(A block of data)
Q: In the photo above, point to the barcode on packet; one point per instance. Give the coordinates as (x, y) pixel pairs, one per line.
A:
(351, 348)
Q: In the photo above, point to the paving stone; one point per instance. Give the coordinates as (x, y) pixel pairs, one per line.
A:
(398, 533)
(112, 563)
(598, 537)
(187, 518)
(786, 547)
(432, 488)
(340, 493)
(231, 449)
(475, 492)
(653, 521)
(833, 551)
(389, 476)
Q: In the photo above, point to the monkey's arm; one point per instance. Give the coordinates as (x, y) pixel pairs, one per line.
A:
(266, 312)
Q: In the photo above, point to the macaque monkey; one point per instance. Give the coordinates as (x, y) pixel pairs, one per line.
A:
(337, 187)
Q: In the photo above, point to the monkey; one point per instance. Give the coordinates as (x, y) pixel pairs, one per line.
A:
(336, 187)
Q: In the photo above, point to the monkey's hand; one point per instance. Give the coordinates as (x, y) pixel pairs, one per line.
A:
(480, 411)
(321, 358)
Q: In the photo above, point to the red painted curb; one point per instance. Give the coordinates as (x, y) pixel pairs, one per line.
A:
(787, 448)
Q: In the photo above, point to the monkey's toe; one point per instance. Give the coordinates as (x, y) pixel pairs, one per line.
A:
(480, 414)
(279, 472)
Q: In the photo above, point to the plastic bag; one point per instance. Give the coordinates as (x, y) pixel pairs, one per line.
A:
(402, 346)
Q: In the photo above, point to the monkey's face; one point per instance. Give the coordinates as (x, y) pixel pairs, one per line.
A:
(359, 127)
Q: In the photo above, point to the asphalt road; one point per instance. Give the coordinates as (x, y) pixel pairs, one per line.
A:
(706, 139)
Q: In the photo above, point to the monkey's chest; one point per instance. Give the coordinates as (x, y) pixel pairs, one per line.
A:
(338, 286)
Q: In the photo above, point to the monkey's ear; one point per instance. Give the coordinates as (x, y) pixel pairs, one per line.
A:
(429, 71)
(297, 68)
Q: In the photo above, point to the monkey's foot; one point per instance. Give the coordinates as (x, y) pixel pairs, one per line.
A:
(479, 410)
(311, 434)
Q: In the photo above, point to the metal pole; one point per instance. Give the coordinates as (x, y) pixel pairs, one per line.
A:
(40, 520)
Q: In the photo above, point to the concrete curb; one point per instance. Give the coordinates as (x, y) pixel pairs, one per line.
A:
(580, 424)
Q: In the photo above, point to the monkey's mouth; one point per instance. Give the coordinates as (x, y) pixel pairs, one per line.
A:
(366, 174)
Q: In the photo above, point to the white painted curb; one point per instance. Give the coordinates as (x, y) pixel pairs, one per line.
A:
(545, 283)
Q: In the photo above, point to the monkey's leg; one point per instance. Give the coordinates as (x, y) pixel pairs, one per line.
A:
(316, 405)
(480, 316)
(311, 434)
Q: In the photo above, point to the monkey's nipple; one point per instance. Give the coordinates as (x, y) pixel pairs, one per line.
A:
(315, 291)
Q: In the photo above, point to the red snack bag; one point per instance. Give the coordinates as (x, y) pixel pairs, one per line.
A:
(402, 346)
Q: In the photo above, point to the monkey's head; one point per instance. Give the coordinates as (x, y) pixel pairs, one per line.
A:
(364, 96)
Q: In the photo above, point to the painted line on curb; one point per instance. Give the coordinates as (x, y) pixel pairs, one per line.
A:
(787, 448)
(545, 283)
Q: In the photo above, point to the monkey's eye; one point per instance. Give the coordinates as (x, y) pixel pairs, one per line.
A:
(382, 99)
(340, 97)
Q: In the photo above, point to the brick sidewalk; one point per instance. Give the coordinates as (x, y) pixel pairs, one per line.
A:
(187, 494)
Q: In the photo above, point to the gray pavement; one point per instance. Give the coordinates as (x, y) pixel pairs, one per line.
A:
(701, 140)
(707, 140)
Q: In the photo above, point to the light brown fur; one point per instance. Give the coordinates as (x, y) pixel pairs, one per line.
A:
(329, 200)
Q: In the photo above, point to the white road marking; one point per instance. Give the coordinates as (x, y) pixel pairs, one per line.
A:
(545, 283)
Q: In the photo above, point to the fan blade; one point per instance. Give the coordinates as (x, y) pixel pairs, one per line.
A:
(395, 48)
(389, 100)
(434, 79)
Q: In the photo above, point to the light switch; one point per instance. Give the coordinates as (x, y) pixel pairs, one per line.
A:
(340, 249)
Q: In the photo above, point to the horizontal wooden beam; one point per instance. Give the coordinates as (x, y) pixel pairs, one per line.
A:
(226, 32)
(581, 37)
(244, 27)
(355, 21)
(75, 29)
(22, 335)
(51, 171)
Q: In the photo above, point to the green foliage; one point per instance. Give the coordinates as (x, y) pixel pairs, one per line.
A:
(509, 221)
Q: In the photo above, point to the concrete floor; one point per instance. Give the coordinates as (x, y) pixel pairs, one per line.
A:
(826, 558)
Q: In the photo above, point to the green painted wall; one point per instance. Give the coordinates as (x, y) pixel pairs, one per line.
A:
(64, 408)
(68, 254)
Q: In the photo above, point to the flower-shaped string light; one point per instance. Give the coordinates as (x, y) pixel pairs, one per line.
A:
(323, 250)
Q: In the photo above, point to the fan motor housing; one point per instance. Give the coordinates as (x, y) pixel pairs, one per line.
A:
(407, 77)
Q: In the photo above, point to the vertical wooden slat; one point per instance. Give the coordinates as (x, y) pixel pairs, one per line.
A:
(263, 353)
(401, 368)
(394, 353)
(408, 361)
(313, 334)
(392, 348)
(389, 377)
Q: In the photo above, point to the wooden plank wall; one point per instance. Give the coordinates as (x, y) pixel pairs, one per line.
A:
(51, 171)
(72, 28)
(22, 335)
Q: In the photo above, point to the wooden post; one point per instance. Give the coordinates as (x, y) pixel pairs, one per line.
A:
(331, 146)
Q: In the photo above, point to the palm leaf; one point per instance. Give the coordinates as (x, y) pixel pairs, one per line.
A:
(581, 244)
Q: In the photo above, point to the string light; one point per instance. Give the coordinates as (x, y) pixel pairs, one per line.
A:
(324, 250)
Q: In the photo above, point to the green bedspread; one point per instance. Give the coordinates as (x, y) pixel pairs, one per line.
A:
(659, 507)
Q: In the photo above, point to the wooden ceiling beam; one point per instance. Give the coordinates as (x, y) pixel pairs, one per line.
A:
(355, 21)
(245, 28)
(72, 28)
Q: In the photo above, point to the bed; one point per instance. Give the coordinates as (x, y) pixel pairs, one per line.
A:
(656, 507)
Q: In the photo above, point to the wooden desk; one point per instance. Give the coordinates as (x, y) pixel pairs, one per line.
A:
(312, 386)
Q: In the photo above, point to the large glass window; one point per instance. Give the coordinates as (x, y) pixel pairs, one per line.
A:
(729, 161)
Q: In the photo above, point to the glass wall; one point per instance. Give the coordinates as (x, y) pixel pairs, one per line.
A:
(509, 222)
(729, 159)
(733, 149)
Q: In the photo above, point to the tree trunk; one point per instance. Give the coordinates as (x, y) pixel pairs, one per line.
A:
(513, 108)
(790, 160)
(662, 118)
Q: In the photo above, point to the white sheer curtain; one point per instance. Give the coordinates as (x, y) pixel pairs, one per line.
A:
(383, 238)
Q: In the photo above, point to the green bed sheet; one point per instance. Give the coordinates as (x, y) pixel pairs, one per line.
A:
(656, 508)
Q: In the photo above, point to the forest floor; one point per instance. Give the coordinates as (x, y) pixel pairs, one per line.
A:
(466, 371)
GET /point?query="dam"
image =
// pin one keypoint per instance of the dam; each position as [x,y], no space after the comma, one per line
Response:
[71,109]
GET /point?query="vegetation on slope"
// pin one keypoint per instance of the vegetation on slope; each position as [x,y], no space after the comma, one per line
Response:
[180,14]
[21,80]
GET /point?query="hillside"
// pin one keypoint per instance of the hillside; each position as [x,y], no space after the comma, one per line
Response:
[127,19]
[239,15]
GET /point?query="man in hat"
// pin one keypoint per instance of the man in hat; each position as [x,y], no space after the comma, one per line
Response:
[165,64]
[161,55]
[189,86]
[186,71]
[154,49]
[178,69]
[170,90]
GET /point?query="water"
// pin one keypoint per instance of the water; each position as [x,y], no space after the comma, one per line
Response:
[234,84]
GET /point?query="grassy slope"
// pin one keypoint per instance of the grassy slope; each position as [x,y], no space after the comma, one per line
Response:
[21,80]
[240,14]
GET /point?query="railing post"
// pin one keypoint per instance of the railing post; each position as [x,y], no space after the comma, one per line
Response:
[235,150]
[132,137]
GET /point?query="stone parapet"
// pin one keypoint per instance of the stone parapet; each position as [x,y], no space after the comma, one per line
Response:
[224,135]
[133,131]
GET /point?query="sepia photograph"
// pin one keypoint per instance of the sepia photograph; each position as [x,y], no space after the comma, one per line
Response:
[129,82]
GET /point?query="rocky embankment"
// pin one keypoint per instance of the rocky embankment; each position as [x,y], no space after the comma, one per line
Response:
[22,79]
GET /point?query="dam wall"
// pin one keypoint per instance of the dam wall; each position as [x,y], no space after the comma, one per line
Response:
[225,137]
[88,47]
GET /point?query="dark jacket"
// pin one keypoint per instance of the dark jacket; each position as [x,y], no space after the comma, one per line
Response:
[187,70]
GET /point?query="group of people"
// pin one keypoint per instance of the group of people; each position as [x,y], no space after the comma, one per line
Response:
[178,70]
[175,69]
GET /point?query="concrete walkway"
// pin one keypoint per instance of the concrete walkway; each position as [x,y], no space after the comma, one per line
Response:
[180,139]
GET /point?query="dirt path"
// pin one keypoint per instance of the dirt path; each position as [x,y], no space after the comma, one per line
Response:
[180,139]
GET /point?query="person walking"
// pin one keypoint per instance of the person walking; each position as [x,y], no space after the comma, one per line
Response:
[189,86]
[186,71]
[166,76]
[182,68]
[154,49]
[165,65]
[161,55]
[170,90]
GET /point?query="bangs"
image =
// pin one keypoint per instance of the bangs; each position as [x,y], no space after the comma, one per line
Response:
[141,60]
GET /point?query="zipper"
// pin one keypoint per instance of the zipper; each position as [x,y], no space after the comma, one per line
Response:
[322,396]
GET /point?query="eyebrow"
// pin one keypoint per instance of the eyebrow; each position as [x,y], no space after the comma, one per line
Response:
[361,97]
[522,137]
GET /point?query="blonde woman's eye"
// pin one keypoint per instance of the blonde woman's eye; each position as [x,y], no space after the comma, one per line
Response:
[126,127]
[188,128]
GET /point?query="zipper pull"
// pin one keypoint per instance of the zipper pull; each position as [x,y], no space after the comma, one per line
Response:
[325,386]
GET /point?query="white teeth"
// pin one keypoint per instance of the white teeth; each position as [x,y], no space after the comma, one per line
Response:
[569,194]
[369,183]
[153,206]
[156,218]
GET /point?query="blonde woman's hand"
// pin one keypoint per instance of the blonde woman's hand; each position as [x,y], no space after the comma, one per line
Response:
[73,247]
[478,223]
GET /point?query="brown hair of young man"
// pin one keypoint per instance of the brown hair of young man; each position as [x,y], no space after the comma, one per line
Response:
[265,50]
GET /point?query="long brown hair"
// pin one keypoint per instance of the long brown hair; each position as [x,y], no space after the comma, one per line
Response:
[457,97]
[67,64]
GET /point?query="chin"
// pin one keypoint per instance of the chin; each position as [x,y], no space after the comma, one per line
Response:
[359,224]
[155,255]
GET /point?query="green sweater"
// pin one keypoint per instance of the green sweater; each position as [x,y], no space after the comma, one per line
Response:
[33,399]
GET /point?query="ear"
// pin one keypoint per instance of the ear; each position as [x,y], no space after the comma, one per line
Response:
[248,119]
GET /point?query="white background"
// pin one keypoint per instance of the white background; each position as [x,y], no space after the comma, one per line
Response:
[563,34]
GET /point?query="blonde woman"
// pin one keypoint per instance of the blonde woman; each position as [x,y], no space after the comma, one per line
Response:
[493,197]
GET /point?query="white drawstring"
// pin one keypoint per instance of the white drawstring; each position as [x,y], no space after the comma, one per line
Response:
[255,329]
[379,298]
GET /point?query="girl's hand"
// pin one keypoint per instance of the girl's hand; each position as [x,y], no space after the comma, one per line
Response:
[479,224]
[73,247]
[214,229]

**Written task**. List every line in the records above that contains the word "person", matching case.

**Task output**.
GET /point?query="person walking"
// pin one keypoint per instance of the person walking; each position as [x,y], no space after the comma, one per line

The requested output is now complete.